***** PASSAGE *****
I think we’ll get a better view of what Rose can do in 2016, when he will likely be at South Bend to start his first full year in professional baseball. Given his strong arm, I could also see him in a corner outfield spot. The key, however, is his versatility to play multiple power positions.
Odds and Sods
Most of the other first baseman in the Cubs’ system were converted from another position. At South Bend this year, former OF Yasiel Balaguert played some first, as did catchers Gioskar Amaya and Cael Brockmeyer. Catcher Tyler Alamo did the same at Eugene, along with third baseman Blake Headley. Myrtle Beach catcher Victor Caratini also saw a lot of time at first when he wasn’t catching this year. None are seen as permanent players at the position, but the Cubs just don’t have a lot of guys who predominantly play 1B.
I think a big surprise in terms of first baseman could come in converted pitcher Chris Pieters, who spent most of the 2015 season hitting .311 for the Cubs’ Dominican summer team. Pieters did arrive stateside to get in nine games in the Arizona Rookie League and combined to hit .302 with three home runs and 39 RBI in 62 games in his first year as a hitter.
He might start 2016 in Arizona, but, at 21 years old, is likely to head to Eugene at the first sign of success. Swinging and throwing left, Pieters has a natural advantage that none of the other players in the Cubs system do at first base. Still, it is early in his transformation. He also saw some time in the outfield this year as well and is a versatile player, much like Rose.
*****
WRITTEN TASKS >>
(1) In the passage on Cubs first base prospects, why does Chris Pieters have an advantage at first base that the other players in the system lack? Answer in one to three sentences.
(2) Answer these questions from the passage on Cubs first base prospects, one line each:
(a) At which affiliate did catcher Tyler Alamo play some first base?
(b) What batting average did Chris Pieters post for the Cubs' Dominican summer team?
(c) How many games did Pieters play in the Arizona Rookie League?
(3) Go on with the passage on Cubs first base prospects, starting right after its last sentence.
***** DATA SHOWN *****
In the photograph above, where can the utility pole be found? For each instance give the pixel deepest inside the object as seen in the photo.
*****
ANSWERS PER TASK >>
(1) Pieters both swings and throws left-handed. The passage calls this a natural advantage at first base that none of the other first basemen in the Cubs' system have.

(2)
(a) Eugene
(b) .311
(c) Nine

(3)
While the Cubs do have a few nice prospects at first, it is probably their weakest position in the minors and the one with the least depth. I think Vogelbach and Rogers have limited futures with the Cubs, while Rose and Pieters may have more opportunities because of their versatility, not to mention their age.
With Rizzo holding down the fort in the big leagues, and the versatility of several Cubs to also play/fill in there (Bryant, Coghlan, and Baez), the need for another first baseman is not immediate. The Cubs can afford to take their time in developing players, which is always a good thing. Any first baseman the Cubs develop between now and then will be a bonus or a player they can use to fill out the organization at other positions.